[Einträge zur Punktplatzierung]
↓

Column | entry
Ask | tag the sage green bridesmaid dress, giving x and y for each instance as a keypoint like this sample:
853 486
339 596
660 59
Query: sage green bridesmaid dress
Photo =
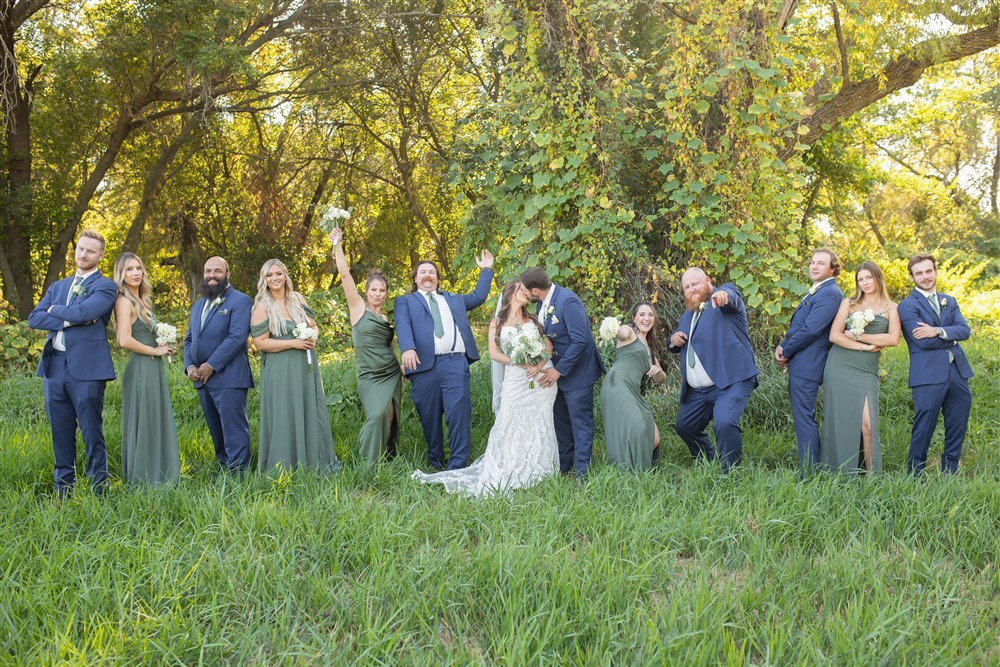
380 386
849 378
149 437
629 429
294 420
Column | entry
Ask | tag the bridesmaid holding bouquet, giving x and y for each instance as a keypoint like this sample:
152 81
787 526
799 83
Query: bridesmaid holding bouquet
380 381
149 439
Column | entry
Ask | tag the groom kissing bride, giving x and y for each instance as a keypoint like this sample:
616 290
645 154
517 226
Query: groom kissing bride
545 414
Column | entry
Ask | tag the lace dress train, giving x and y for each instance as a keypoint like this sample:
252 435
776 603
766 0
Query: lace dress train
522 446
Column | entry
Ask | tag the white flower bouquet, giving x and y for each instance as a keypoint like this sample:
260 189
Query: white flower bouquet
858 320
303 331
525 345
609 329
166 334
332 217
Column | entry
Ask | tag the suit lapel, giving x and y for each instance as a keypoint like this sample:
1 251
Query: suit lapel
926 307
196 325
212 311
552 304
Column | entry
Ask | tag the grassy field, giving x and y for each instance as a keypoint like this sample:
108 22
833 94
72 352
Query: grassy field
681 565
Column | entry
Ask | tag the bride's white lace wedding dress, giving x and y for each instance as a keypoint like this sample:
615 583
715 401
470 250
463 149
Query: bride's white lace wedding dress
522 447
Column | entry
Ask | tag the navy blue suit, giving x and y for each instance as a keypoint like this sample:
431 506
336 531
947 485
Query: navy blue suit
721 340
575 357
440 384
938 384
806 346
74 380
222 342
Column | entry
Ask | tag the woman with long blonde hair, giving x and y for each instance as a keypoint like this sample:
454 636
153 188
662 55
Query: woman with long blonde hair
294 420
149 438
866 323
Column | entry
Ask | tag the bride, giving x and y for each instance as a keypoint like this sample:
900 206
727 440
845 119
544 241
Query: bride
522 446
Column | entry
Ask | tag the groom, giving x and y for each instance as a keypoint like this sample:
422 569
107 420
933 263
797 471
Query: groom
437 345
215 356
939 370
76 362
804 349
576 366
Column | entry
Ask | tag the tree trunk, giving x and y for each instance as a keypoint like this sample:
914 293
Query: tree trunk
898 74
15 264
154 183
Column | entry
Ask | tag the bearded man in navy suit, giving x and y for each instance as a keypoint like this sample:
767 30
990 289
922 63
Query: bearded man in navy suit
939 370
76 362
215 356
718 372
804 349
576 367
437 345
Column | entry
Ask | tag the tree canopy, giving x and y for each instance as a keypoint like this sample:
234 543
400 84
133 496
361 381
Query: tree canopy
612 141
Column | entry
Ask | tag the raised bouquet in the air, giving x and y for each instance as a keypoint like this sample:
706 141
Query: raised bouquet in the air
332 217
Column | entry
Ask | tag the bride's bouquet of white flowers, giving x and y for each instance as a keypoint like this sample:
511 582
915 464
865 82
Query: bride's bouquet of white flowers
303 331
858 320
525 345
166 334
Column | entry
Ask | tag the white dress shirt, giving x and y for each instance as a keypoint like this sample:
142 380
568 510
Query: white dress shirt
543 311
933 295
451 341
58 343
697 376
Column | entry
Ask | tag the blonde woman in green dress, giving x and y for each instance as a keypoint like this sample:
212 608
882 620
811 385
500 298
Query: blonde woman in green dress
149 438
631 437
380 380
866 323
294 420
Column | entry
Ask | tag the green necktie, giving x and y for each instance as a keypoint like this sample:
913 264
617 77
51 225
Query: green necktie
694 322
937 309
435 315
205 311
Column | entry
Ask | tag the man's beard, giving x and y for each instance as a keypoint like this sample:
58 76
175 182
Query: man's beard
210 290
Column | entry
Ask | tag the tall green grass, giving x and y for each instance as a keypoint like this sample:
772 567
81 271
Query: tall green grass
680 565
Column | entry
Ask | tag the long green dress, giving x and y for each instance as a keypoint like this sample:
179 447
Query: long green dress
629 429
294 420
149 438
380 386
849 378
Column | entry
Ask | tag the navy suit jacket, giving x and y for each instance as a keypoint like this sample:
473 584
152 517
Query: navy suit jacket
574 352
415 326
721 340
222 342
929 356
86 339
807 343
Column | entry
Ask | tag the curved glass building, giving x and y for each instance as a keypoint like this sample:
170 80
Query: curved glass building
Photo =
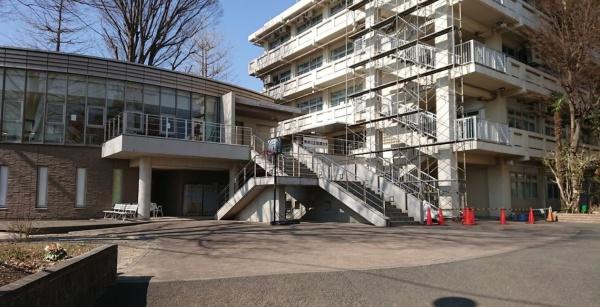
75 130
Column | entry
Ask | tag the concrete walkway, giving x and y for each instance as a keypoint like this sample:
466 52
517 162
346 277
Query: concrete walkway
201 250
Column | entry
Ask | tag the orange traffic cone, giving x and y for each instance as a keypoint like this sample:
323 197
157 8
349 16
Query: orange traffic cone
502 216
429 219
530 220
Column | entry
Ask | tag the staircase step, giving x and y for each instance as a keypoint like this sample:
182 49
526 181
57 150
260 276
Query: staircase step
402 223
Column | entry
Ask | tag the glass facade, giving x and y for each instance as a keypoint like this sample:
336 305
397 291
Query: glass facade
71 109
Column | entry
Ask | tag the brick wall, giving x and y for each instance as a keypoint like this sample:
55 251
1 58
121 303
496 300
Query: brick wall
62 162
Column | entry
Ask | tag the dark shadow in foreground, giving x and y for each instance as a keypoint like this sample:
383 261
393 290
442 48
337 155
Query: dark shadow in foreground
454 301
130 291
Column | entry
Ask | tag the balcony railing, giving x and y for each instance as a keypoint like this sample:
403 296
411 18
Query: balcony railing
133 123
473 128
339 114
476 52
304 40
325 73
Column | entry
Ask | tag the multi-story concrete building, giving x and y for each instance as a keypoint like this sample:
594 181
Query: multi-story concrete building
80 134
443 100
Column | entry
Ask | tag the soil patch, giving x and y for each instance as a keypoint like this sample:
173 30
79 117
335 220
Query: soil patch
18 260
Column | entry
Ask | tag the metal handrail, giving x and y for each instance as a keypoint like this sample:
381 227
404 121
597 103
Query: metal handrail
170 127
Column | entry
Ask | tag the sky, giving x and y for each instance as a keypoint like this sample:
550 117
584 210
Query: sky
240 18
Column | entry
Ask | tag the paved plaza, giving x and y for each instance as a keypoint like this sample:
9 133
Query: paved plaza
199 263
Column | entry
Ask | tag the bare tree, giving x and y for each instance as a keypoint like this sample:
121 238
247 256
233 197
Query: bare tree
568 40
154 32
211 58
53 24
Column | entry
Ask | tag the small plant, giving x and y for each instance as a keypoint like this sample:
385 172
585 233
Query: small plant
21 229
54 252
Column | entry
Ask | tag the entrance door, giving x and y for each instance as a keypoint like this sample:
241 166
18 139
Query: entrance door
192 199
200 199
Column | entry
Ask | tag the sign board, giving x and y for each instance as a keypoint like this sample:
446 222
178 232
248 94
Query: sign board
315 144
274 146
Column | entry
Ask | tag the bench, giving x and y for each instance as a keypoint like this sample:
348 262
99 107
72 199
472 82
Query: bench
122 211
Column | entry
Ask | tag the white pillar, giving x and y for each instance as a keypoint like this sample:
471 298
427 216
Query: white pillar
228 118
144 187
446 112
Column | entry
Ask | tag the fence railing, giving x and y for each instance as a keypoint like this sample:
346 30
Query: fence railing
473 128
133 123
476 52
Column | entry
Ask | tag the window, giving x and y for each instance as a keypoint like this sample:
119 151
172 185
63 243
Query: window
279 40
342 51
133 97
96 106
35 100
523 186
339 6
42 188
339 97
552 188
76 97
309 65
522 120
117 196
282 77
12 112
115 97
309 23
3 185
81 187
55 108
312 105
167 101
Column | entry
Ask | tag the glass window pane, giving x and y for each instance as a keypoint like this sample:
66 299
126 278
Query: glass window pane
75 116
34 106
133 97
96 92
12 113
151 99
42 188
197 106
81 187
55 108
114 98
3 185
183 104
167 101
117 196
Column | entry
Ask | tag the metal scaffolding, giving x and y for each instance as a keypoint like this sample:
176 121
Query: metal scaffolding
409 99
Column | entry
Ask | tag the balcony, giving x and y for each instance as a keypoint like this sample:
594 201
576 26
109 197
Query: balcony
516 13
473 128
303 42
491 69
131 135
341 115
324 75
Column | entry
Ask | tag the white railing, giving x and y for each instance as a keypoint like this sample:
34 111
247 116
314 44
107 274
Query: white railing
133 123
304 40
476 52
339 114
473 128
329 71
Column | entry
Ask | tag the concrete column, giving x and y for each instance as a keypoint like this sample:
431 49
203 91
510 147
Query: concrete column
446 113
499 186
144 187
497 110
233 171
228 117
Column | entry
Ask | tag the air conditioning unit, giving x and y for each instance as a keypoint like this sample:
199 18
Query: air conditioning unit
533 57
268 80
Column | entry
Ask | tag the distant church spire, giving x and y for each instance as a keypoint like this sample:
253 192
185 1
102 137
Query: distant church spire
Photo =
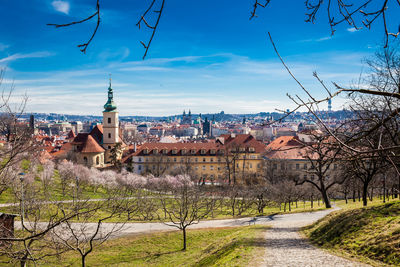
110 106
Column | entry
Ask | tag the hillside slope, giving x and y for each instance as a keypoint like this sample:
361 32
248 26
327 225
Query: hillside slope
371 233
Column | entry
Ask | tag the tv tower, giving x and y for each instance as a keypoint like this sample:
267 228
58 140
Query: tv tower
329 105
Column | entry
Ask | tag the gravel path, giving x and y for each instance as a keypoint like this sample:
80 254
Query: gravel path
285 246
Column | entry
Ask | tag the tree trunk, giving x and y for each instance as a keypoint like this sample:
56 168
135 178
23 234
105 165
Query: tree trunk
184 238
326 199
83 260
371 196
365 194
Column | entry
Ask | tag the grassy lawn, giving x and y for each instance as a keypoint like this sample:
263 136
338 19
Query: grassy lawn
223 212
370 234
239 246
358 204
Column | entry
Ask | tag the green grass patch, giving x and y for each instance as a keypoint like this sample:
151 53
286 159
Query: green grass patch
370 234
239 246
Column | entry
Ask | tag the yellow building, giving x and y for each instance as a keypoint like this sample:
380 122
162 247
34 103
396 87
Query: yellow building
231 158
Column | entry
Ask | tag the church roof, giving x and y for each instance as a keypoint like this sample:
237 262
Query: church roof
97 133
110 105
91 146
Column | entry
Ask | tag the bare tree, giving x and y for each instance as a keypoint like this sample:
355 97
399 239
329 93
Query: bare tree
187 204
323 156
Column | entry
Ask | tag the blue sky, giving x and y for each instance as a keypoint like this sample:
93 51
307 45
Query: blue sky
207 56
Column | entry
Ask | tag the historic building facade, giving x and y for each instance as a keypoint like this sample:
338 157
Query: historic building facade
96 148
229 158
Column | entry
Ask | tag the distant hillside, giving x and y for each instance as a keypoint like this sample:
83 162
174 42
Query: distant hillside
366 233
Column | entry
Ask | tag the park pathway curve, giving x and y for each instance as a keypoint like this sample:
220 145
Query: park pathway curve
286 247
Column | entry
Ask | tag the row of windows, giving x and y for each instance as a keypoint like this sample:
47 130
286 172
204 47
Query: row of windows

↑

Finde in den Zeilen oben jede Zeile, die das Wort „metal“ enthält, und schreib sie unverändert ab. Achte dabei auf Groß- und Kleinschreibung.

Ask | tag the metal handrail, giving x and y for each instance as a keypoint like this sample:
Query: metal handrail
Ask | tag the metal scaffolding, giving x and y for each instance as a keypoint like this sample:
Query: metal scaffolding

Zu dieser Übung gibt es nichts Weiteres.